REQUEST
Write out the lines of the material below word for word, starting at the line that contains "Question. Indicate the tree canopy" and ending at the line that contains "x=559 y=172", with both of those lines included.

STORED DATA
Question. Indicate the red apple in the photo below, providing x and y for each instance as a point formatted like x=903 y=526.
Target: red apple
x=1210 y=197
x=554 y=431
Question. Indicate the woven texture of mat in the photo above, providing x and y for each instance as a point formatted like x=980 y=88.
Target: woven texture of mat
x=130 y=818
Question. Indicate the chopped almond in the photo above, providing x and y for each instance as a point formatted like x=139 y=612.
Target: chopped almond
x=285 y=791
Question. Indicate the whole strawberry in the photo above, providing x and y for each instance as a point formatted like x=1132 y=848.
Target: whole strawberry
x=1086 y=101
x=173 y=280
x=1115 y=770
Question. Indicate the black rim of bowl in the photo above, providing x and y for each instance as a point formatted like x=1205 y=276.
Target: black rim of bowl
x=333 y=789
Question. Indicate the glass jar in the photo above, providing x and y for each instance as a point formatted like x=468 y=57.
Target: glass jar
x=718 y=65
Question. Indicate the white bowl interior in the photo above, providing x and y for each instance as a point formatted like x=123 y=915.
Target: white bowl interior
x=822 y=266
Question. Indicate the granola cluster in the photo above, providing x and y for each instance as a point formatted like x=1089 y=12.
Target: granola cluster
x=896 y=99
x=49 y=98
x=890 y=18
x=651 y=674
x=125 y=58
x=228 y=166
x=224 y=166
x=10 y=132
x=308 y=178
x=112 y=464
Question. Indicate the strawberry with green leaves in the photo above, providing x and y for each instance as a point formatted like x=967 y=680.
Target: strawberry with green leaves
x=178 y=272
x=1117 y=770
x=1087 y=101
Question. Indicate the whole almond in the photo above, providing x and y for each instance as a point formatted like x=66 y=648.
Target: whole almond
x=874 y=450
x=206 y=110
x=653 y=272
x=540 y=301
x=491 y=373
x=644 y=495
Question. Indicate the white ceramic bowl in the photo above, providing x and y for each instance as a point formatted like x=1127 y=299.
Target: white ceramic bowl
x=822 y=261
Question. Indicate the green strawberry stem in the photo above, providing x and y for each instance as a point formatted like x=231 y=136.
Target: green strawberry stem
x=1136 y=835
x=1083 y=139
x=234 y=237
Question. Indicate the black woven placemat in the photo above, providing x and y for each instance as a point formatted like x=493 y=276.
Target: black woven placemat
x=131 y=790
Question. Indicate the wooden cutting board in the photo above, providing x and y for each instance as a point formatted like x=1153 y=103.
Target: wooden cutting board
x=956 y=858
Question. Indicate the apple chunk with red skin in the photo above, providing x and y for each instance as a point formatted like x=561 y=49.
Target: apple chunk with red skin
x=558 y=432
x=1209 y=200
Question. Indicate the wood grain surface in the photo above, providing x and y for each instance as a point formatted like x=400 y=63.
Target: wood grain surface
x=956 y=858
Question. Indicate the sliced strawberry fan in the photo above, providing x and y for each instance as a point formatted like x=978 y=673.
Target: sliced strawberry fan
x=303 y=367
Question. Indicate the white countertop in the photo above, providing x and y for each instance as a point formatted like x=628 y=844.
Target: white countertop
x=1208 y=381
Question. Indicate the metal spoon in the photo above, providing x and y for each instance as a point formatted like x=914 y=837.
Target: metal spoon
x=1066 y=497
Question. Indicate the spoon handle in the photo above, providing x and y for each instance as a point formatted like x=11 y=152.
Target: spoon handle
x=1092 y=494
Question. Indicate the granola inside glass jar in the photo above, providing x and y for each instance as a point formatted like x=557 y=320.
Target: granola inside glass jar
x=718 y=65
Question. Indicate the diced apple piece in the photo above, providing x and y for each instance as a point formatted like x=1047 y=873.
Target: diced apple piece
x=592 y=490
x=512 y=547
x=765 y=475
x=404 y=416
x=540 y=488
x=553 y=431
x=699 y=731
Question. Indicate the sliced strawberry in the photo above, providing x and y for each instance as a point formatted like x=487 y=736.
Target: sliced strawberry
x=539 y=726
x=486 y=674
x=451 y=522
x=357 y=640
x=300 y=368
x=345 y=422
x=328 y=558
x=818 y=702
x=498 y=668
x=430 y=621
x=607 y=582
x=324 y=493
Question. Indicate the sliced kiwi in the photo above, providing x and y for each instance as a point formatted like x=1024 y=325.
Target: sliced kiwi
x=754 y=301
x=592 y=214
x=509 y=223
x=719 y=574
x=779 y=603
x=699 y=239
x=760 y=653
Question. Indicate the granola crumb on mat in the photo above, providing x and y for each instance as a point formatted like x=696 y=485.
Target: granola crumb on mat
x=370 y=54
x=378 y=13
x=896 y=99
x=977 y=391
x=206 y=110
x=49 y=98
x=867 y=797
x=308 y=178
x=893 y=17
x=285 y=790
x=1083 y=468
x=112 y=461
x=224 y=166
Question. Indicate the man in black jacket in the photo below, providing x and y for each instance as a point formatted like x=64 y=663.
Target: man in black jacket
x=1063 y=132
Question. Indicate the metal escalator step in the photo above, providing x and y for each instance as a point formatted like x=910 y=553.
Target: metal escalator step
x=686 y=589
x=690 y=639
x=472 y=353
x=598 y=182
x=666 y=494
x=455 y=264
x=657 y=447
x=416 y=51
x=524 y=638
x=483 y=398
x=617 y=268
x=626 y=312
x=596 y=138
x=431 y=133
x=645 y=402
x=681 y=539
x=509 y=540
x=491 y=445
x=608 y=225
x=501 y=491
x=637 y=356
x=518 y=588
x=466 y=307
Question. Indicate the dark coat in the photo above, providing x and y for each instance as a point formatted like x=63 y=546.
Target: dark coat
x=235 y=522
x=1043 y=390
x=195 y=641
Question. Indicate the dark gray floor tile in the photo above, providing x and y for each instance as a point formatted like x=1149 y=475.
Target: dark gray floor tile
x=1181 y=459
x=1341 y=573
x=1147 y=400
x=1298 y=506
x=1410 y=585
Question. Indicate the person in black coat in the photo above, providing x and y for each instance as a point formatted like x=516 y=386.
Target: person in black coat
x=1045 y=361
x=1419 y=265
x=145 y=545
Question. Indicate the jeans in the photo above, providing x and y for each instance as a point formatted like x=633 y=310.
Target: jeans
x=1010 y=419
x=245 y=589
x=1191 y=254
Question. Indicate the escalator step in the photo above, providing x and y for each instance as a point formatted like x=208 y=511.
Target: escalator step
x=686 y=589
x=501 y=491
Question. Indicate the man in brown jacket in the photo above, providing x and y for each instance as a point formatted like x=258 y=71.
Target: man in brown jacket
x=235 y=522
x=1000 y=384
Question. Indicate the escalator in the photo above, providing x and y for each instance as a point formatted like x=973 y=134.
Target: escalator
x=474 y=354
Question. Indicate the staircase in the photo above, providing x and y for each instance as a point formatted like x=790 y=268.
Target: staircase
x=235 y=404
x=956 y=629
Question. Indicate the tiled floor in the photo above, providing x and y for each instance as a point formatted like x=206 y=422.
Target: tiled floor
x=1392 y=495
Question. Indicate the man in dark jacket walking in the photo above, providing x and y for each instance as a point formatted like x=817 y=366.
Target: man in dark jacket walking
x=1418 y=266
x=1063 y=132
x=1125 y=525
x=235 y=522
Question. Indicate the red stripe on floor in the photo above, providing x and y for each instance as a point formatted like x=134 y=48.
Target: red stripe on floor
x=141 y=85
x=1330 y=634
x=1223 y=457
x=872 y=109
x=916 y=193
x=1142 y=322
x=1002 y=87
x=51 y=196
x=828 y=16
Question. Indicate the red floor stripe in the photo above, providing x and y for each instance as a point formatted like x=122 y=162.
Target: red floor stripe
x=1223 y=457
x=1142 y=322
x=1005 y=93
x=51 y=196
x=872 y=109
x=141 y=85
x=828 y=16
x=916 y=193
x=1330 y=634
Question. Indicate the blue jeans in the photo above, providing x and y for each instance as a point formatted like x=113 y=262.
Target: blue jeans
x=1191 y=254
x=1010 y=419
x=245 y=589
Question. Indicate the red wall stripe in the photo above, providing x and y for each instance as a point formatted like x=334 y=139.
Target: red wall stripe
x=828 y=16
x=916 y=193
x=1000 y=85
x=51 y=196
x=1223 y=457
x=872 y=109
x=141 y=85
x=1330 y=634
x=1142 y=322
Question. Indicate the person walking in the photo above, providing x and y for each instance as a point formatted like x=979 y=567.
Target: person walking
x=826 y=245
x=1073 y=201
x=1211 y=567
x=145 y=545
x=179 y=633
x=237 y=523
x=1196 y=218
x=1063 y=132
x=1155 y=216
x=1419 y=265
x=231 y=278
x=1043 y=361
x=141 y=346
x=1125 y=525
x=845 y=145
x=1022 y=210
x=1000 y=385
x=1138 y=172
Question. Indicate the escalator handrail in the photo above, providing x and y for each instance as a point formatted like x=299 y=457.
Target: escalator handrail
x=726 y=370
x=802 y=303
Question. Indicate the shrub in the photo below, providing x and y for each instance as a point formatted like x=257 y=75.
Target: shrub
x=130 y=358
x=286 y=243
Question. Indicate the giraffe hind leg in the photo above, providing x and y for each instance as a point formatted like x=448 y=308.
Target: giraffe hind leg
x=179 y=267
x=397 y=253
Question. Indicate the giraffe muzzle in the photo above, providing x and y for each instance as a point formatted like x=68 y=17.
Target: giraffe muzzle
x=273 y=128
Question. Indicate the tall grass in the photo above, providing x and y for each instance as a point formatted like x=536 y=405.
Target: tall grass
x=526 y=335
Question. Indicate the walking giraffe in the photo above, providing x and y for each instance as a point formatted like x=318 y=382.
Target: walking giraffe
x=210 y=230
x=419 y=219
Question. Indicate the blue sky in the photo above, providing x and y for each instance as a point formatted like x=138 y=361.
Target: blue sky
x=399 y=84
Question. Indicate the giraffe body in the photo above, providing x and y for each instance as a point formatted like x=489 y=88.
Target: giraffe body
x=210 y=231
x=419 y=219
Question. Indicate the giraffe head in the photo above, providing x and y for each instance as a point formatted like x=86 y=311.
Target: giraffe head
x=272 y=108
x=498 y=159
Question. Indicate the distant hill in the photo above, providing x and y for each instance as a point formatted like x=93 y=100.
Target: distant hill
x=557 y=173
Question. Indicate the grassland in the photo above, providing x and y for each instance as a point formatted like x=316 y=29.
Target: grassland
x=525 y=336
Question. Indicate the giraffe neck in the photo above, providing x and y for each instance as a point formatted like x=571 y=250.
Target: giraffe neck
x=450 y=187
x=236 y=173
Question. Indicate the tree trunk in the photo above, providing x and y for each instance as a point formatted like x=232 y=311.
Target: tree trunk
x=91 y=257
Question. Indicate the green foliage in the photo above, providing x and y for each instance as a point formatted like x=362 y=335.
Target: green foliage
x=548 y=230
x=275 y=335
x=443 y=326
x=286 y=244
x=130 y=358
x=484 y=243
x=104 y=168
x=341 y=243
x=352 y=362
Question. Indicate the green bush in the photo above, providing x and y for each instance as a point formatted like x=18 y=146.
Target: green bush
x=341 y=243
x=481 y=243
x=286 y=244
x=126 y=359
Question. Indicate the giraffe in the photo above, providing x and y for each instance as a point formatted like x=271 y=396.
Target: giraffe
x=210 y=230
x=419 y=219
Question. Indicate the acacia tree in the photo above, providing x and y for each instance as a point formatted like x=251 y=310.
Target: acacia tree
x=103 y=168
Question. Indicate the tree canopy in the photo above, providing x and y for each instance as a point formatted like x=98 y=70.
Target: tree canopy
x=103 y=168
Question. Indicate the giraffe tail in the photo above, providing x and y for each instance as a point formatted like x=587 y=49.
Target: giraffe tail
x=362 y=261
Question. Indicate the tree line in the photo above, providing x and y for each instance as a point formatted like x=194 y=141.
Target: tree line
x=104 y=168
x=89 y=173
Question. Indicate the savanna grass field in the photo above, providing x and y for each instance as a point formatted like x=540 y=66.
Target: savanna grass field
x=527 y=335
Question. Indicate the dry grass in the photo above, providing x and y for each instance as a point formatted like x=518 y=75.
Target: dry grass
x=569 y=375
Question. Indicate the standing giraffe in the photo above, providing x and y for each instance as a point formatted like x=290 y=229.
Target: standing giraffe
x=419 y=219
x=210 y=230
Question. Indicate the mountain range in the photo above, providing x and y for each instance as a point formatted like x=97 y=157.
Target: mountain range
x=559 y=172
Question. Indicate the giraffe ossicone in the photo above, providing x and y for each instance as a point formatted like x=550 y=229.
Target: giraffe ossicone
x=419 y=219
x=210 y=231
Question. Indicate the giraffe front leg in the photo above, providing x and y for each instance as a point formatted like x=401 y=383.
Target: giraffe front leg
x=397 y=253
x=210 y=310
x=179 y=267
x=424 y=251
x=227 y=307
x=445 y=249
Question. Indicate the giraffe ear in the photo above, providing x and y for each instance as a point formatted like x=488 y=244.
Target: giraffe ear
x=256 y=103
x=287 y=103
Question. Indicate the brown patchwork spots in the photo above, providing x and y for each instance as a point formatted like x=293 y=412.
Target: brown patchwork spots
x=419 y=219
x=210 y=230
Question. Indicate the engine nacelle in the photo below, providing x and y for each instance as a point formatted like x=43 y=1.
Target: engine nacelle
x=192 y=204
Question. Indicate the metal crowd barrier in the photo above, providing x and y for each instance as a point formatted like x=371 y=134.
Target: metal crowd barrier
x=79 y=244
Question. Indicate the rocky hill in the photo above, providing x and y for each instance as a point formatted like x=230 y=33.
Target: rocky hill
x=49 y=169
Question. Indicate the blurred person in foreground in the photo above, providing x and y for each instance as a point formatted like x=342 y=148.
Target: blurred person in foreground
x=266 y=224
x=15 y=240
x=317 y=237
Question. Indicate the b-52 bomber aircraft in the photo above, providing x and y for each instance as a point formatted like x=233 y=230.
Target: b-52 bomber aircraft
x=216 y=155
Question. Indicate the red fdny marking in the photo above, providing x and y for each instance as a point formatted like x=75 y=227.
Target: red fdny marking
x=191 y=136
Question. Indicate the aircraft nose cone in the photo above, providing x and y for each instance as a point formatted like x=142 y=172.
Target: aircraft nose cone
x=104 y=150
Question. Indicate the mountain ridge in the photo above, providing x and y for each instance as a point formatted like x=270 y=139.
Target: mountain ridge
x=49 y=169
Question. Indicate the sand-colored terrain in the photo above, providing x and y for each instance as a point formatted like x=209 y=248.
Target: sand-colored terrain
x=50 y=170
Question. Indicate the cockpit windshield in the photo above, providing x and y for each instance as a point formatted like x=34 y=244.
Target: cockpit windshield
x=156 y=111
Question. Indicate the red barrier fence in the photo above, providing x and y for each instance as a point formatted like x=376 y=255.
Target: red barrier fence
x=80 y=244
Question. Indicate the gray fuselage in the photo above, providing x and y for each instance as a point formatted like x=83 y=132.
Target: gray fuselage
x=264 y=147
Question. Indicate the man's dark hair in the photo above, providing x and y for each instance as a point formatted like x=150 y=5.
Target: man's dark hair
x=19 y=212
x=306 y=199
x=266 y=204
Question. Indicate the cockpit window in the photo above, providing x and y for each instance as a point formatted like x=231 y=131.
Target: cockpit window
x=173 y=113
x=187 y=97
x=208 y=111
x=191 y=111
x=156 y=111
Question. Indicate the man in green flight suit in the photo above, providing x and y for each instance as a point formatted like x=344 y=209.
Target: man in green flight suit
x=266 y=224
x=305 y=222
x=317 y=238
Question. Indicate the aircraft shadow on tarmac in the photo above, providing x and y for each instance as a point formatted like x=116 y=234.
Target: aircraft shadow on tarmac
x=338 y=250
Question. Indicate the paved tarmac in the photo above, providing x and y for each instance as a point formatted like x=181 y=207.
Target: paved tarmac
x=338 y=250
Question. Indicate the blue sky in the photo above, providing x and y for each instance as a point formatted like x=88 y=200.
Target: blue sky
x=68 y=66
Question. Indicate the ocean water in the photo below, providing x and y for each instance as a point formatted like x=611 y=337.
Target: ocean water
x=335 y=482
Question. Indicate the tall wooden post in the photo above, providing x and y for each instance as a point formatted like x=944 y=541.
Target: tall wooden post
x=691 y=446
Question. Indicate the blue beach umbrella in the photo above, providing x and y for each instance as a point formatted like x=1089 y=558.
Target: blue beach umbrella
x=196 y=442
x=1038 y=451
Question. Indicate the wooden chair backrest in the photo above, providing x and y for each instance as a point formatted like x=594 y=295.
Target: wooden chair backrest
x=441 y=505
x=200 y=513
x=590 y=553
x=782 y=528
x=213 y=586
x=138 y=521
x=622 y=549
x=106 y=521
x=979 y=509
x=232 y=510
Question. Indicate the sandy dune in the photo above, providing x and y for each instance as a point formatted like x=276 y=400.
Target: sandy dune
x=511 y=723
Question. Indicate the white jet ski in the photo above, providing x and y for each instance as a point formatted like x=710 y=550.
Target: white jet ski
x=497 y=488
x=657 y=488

FINISHED TASK
Question. Indicate the tree canopy in the photo above, providing x and y for each instance as a point formatted like x=98 y=70.
Target: tree canopy
x=103 y=168
Question. Indicate the giraffe tail in the photo above, providing x and y for each instance as a point formatted like x=587 y=49.
Target: giraffe tail
x=362 y=261
Question. Indicate the tree line in the photo above, providing x and y for each instance as a point formatted like x=194 y=141.
Target: tree line
x=104 y=168
x=89 y=173
Question. Indicate the savanna grass field in the photo above, providing x and y for each instance as a point formatted like x=540 y=66.
Target: savanna grass field
x=527 y=335
Question. Indicate the dry grass in the photo above, providing x and y for each instance as a point formatted like x=518 y=75.
Target: dry grass
x=569 y=375
Question. Indicate the standing giraffe in the photo above, providing x and y for each instance as a point formatted like x=290 y=229.
Target: standing giraffe
x=419 y=219
x=210 y=230
Question. Indicate the mountain range in the photo above, providing x and y for each instance as a point formatted like x=97 y=157.
Target: mountain range
x=559 y=172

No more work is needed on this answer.